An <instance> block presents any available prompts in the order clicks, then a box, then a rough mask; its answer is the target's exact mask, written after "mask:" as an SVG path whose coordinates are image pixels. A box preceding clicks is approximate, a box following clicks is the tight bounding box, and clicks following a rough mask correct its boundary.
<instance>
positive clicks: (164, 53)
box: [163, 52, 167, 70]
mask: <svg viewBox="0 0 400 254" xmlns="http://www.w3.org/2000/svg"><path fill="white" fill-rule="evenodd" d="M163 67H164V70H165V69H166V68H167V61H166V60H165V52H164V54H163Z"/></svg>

▶ [PROBLEM DETAILS]
The records above must be repeated exactly, in their entirety.

▶ [RESPONSE TO THE EXERCISE]
An <instance> block presents any available prompts in the order clicks, then a box, then a rough mask; its answer is the target's exact mask, written after "mask:" as an SVG path whose coordinates are image pixels. A box preceding clicks is approximate, a box following clicks is the tight bounding box, and clicks following a rough mask correct its boundary.
<instance>
positive clicks: (164, 53)
box: [163, 52, 167, 70]
mask: <svg viewBox="0 0 400 254" xmlns="http://www.w3.org/2000/svg"><path fill="white" fill-rule="evenodd" d="M163 67H164V70H165V69H166V68H167V61H166V60H165V52H164V54H163Z"/></svg>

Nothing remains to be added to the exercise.